### [EXERCISE REQUIREMENTS]
Lay out everything from the line containing "One marker belongs on each instance of the white dog." down to the line containing "[(542, 598)]" as a two-column CSV with the header text,answer. Give one row per record, with each field in double quotes and any line breaks replaced by spaces.
§ §
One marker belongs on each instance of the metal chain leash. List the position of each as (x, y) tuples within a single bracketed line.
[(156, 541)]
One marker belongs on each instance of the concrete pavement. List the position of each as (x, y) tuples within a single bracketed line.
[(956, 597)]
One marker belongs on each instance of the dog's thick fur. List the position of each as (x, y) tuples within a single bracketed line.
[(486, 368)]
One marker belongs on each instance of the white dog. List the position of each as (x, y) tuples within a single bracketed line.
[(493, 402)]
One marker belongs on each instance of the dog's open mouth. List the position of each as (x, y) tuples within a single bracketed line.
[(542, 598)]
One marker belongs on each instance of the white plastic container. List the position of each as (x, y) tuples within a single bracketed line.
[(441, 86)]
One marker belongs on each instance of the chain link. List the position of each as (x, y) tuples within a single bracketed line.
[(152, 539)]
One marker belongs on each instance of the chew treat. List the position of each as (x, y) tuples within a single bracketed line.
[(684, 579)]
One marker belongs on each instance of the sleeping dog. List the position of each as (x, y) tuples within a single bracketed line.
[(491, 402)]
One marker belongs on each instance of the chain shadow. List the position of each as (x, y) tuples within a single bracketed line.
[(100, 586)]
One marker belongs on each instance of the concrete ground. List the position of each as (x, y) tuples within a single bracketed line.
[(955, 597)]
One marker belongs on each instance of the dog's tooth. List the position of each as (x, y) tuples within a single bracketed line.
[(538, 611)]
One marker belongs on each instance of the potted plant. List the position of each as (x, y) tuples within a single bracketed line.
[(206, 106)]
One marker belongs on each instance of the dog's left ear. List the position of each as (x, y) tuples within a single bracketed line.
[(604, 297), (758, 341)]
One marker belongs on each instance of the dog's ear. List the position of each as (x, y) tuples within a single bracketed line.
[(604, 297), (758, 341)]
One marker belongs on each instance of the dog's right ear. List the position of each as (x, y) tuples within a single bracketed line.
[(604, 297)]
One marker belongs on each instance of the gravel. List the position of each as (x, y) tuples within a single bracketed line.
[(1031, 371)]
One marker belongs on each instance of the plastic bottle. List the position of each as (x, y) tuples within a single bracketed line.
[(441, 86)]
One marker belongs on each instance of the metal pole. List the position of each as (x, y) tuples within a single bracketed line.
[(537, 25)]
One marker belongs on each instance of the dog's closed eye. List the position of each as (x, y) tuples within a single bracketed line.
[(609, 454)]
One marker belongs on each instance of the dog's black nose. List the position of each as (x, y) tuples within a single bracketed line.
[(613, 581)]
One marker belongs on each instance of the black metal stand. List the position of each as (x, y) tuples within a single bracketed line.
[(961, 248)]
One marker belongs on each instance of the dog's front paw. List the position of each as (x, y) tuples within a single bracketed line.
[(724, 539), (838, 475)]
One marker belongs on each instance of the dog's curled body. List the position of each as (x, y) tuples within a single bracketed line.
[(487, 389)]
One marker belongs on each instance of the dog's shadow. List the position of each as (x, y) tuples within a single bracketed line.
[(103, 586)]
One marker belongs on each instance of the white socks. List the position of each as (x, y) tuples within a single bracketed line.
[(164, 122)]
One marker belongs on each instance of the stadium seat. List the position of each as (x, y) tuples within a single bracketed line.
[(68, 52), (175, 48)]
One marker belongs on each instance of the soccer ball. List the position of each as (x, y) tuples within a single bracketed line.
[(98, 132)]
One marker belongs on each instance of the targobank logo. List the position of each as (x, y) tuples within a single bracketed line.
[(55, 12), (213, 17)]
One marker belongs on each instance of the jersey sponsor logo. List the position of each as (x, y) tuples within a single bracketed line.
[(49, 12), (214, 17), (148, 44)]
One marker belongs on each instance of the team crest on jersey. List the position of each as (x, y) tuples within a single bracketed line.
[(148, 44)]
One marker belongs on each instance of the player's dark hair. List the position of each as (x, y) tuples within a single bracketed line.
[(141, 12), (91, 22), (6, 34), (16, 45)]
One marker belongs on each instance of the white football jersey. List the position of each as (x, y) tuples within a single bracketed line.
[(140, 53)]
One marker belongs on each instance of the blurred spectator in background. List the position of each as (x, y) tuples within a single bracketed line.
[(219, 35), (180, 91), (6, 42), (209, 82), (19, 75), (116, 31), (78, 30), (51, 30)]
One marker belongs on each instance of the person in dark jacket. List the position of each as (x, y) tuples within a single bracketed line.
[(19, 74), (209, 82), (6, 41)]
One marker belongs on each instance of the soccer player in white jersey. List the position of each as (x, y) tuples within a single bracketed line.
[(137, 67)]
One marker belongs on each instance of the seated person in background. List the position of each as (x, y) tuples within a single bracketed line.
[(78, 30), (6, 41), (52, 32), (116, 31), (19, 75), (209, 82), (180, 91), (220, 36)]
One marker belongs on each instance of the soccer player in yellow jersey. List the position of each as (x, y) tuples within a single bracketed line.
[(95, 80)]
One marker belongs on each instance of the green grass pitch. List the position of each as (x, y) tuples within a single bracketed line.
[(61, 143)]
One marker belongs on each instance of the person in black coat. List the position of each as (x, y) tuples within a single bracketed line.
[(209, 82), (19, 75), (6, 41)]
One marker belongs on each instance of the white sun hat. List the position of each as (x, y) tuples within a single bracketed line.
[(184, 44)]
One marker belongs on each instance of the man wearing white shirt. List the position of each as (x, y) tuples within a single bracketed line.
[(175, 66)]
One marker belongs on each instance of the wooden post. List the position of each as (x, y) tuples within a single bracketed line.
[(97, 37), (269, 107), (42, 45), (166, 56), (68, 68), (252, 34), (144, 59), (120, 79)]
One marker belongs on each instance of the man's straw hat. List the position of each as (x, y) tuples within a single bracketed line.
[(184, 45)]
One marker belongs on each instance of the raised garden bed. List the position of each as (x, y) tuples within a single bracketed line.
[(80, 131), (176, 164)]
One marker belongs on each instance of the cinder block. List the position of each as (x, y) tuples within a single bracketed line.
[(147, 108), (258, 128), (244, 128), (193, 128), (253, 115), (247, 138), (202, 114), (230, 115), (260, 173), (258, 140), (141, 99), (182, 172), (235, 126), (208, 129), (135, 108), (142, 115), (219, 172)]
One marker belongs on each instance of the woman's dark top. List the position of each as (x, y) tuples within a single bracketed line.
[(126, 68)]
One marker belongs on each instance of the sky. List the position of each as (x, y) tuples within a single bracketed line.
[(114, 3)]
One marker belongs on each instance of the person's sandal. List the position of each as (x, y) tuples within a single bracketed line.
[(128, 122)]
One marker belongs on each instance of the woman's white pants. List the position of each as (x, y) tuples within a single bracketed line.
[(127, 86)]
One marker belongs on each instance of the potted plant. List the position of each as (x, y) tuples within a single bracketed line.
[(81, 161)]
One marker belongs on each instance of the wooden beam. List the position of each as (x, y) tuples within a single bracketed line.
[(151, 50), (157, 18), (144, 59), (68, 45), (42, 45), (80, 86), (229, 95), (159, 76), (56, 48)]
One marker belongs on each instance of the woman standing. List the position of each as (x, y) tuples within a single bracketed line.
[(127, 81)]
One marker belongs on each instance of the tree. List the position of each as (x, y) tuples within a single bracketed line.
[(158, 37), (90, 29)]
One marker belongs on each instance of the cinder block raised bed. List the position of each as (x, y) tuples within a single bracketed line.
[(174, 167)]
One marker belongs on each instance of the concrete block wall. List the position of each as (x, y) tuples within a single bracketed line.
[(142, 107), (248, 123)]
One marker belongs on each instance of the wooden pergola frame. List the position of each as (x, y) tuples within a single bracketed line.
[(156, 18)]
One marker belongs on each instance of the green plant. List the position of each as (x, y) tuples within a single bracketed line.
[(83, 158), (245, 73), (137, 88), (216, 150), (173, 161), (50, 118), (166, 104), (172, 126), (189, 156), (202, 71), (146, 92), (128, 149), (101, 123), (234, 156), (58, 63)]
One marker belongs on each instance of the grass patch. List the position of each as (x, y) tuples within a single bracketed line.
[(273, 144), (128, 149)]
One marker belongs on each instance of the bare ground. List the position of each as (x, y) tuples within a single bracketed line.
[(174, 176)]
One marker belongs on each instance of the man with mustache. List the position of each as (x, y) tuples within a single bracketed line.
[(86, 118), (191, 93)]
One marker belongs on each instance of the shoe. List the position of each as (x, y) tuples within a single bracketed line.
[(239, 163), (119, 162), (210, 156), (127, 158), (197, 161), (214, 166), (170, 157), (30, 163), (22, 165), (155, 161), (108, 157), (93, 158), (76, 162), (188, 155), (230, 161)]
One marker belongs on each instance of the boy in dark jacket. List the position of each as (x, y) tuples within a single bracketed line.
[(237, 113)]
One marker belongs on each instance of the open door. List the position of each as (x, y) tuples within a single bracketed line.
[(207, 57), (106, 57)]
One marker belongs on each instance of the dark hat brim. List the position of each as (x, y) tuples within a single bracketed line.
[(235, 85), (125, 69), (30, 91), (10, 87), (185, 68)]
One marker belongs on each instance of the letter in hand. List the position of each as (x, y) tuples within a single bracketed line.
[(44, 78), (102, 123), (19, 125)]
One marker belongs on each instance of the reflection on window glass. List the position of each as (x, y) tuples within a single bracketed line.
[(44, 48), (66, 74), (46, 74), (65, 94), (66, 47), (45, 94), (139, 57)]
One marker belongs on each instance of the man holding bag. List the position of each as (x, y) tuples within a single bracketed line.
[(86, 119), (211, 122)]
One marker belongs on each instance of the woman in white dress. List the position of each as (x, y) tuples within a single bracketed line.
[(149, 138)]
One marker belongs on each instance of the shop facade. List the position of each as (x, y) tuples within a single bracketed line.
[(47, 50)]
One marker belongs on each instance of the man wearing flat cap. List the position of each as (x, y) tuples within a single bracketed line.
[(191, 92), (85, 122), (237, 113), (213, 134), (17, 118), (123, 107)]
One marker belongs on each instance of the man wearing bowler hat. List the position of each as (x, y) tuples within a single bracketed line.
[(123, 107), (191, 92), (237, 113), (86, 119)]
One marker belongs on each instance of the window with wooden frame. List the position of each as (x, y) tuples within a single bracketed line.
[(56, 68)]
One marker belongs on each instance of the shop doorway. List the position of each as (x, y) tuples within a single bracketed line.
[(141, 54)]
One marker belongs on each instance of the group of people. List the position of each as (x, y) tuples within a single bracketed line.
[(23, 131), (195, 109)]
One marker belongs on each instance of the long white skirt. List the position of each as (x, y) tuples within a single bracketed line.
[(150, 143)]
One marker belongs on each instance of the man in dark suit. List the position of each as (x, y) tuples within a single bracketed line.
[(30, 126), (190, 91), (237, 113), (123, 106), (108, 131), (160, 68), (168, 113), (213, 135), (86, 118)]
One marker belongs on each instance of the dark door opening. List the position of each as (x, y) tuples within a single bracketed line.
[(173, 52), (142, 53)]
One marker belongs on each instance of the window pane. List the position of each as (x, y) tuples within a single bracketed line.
§ §
### [ANSWER TO THE PROBLEM]
text,answer
"One marker belongs on each instance of the white dog. List the position of each as (x, y) tuples within a single bracketed line.","[(493, 402)]"
"One marker belongs on each instance of the dog's open mouth. List the position of each as (x, y) tuples within a single bracketed line.","[(542, 598)]"